Stored rows:
-- -- --

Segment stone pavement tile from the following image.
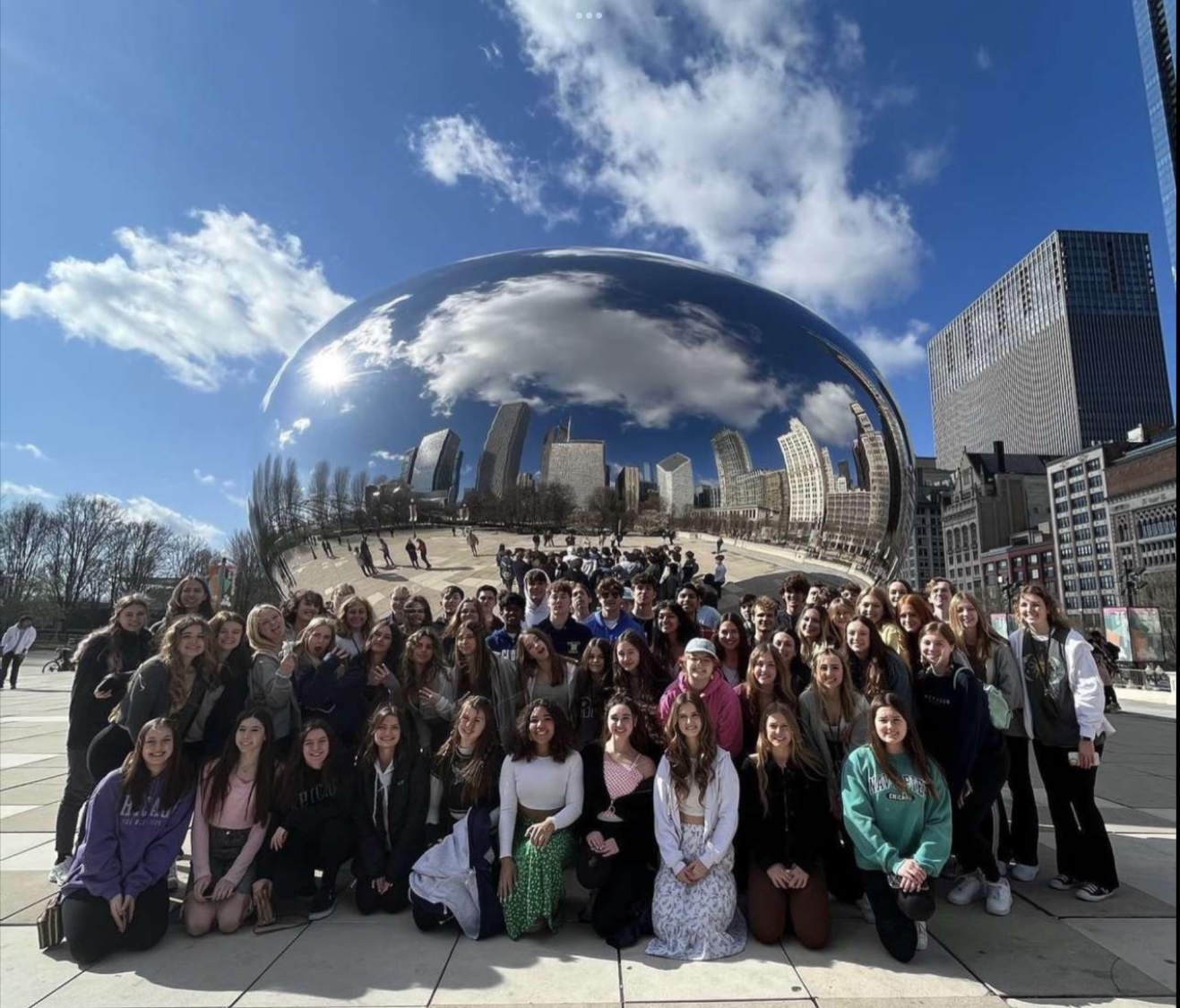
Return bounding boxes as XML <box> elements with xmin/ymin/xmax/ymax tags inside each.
<box><xmin>0</xmin><ymin>771</ymin><xmax>65</xmax><ymax>806</ymax></box>
<box><xmin>236</xmin><ymin>914</ymin><xmax>455</xmax><ymax>1008</ymax></box>
<box><xmin>0</xmin><ymin>927</ymin><xmax>81</xmax><ymax>1008</ymax></box>
<box><xmin>0</xmin><ymin>831</ymin><xmax>53</xmax><ymax>867</ymax></box>
<box><xmin>40</xmin><ymin>926</ymin><xmax>309</xmax><ymax>1008</ymax></box>
<box><xmin>0</xmin><ymin>765</ymin><xmax>66</xmax><ymax>795</ymax></box>
<box><xmin>0</xmin><ymin>833</ymin><xmax>58</xmax><ymax>868</ymax></box>
<box><xmin>0</xmin><ymin>871</ymin><xmax>56</xmax><ymax>924</ymax></box>
<box><xmin>821</xmin><ymin>994</ymin><xmax>1005</xmax><ymax>1008</ymax></box>
<box><xmin>0</xmin><ymin>792</ymin><xmax>61</xmax><ymax>833</ymax></box>
<box><xmin>1008</xmin><ymin>997</ymin><xmax>1176</xmax><ymax>1008</ymax></box>
<box><xmin>431</xmin><ymin>923</ymin><xmax>618</xmax><ymax>1005</ymax></box>
<box><xmin>930</xmin><ymin>903</ymin><xmax>1167</xmax><ymax>997</ymax></box>
<box><xmin>1067</xmin><ymin>918</ymin><xmax>1176</xmax><ymax>994</ymax></box>
<box><xmin>619</xmin><ymin>938</ymin><xmax>807</xmax><ymax>1004</ymax></box>
<box><xmin>0</xmin><ymin>752</ymin><xmax>56</xmax><ymax>770</ymax></box>
<box><xmin>787</xmin><ymin>915</ymin><xmax>987</xmax><ymax>1005</ymax></box>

-- -- --

What you should do: Rewrite the entries above with "stone pavement tile" replaced by "paving stone" and everything else left unchanged. Omit the pictures.

Correct response:
Segment paving stone from the following image.
Return bounding boxes as XML <box> elements with xmin/ymin/xmax/ymax tags inside each.
<box><xmin>0</xmin><ymin>771</ymin><xmax>65</xmax><ymax>806</ymax></box>
<box><xmin>236</xmin><ymin>914</ymin><xmax>455</xmax><ymax>1008</ymax></box>
<box><xmin>0</xmin><ymin>927</ymin><xmax>81</xmax><ymax>1008</ymax></box>
<box><xmin>0</xmin><ymin>831</ymin><xmax>53</xmax><ymax>867</ymax></box>
<box><xmin>40</xmin><ymin>926</ymin><xmax>309</xmax><ymax>1008</ymax></box>
<box><xmin>0</xmin><ymin>765</ymin><xmax>66</xmax><ymax>795</ymax></box>
<box><xmin>0</xmin><ymin>833</ymin><xmax>58</xmax><ymax>868</ymax></box>
<box><xmin>0</xmin><ymin>871</ymin><xmax>56</xmax><ymax>924</ymax></box>
<box><xmin>821</xmin><ymin>994</ymin><xmax>1005</xmax><ymax>1008</ymax></box>
<box><xmin>0</xmin><ymin>792</ymin><xmax>61</xmax><ymax>833</ymax></box>
<box><xmin>1008</xmin><ymin>997</ymin><xmax>1176</xmax><ymax>1008</ymax></box>
<box><xmin>431</xmin><ymin>923</ymin><xmax>618</xmax><ymax>1005</ymax></box>
<box><xmin>930</xmin><ymin>903</ymin><xmax>1167</xmax><ymax>997</ymax></box>
<box><xmin>1067</xmin><ymin>918</ymin><xmax>1176</xmax><ymax>994</ymax></box>
<box><xmin>619</xmin><ymin>938</ymin><xmax>807</xmax><ymax>1004</ymax></box>
<box><xmin>0</xmin><ymin>752</ymin><xmax>56</xmax><ymax>770</ymax></box>
<box><xmin>787</xmin><ymin>915</ymin><xmax>987</xmax><ymax>1005</ymax></box>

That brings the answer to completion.